_Selected excerpt_
┌────────
If you've ever seen old photographs or even present-day postcards of the traditional Navajo woman weaving rugs or herding sheep, you've seen Happy Cly—she was possibly the most photographed woman in America during the 1940's and 1950's. One of the unknown filmmakers from those days was Chicago businessman Robert Kennedy, who shot a 28-minute silent documentary called Navajo Boy that included a traditional healing Windway ceremony. After lying with the family home movies for decades, Kennedy's son, Bill, decided to return the film to the family, setting off a chain of unexpected events chronicled in Jeff Spitz's The Return of Navajo Boy.
└────────
_Exercise description_
In the passage about Happy Cly, how long is the silent documentary Navajo Boy? Rely only on the passage about Happy Cly to answer.

Data entries
┌────────
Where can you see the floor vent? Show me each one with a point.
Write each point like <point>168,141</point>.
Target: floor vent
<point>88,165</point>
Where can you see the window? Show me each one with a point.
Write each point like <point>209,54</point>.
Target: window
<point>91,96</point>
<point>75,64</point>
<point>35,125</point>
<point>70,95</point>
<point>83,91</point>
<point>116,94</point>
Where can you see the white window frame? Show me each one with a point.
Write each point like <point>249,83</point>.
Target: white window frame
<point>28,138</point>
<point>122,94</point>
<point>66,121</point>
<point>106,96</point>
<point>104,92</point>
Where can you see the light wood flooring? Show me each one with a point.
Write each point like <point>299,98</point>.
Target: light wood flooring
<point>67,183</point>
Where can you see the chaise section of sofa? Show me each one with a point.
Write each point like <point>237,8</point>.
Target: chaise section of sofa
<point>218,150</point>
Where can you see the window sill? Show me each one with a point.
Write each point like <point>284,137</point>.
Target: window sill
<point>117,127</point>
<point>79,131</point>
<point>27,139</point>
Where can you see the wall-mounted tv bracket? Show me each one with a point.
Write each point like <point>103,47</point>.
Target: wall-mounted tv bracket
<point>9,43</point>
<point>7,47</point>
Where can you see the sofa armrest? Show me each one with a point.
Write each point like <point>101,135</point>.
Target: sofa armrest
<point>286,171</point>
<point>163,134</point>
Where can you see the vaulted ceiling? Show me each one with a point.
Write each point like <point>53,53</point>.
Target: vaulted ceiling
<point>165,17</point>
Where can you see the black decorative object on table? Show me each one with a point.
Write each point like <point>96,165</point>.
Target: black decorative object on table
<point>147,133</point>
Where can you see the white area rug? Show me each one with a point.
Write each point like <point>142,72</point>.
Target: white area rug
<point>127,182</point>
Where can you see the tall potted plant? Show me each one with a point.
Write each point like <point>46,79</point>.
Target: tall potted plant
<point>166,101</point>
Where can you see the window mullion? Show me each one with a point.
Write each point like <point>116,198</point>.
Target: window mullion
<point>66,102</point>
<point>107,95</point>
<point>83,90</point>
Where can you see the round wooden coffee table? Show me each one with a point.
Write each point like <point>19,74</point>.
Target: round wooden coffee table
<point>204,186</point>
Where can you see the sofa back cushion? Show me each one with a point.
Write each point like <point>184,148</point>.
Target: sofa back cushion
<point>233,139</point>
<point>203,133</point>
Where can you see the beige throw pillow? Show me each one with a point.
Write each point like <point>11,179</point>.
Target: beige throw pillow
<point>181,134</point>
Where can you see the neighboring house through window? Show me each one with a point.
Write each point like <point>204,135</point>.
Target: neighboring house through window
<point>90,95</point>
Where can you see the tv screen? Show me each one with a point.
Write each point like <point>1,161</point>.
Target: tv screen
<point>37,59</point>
└────────
┌────────
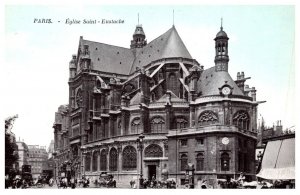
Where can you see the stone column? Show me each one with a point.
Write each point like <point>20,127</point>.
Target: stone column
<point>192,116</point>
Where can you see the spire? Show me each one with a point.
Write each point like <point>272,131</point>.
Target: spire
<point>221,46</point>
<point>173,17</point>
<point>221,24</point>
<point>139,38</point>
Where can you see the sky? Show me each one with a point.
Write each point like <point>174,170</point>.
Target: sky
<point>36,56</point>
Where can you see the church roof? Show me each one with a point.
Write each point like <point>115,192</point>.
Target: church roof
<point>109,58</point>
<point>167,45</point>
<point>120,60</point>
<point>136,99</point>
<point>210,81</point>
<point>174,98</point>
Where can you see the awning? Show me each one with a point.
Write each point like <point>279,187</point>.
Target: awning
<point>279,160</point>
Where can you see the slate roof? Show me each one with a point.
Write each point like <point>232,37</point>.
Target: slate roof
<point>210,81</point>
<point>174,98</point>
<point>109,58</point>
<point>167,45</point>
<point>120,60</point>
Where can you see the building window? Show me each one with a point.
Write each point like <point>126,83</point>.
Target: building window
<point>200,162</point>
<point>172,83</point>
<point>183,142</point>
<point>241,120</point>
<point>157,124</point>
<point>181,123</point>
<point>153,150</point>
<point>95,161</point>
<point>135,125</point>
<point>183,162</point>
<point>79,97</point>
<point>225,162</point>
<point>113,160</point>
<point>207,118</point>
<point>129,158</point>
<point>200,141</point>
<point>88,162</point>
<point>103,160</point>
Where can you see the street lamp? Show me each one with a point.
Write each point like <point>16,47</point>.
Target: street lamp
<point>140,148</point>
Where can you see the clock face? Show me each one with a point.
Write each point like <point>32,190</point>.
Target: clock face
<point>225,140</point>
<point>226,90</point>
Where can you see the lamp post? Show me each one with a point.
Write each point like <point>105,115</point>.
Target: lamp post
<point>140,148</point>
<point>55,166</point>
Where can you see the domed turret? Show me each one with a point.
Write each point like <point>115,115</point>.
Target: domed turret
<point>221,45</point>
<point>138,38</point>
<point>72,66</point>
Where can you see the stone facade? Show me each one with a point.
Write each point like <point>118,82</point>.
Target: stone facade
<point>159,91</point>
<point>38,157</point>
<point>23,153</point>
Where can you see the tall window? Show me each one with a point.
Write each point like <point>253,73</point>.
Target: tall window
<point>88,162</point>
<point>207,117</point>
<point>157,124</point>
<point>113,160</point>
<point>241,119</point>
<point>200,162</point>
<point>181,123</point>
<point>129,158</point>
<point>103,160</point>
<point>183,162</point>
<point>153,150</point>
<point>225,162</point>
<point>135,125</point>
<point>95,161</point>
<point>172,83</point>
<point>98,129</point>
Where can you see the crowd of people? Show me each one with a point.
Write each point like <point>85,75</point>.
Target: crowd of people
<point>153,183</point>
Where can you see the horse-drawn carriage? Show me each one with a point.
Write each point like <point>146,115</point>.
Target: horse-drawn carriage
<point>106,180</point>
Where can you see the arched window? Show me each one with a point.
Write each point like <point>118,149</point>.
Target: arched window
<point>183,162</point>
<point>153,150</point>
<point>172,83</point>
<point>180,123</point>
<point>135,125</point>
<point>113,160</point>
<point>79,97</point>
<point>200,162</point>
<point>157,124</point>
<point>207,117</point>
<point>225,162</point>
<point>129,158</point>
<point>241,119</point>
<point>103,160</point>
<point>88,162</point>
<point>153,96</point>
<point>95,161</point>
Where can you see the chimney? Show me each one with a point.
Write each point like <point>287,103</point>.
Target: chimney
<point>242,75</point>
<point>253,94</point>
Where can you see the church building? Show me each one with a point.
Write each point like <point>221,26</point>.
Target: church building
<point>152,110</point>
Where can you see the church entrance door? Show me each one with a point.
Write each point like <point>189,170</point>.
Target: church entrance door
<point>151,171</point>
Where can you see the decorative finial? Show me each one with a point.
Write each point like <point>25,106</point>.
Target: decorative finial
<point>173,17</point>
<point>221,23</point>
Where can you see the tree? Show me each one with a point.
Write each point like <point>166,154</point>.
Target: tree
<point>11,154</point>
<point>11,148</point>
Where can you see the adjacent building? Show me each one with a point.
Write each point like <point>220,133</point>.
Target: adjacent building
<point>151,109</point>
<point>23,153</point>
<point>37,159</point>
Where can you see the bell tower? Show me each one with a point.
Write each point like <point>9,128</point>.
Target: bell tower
└────────
_Result_
28 minutes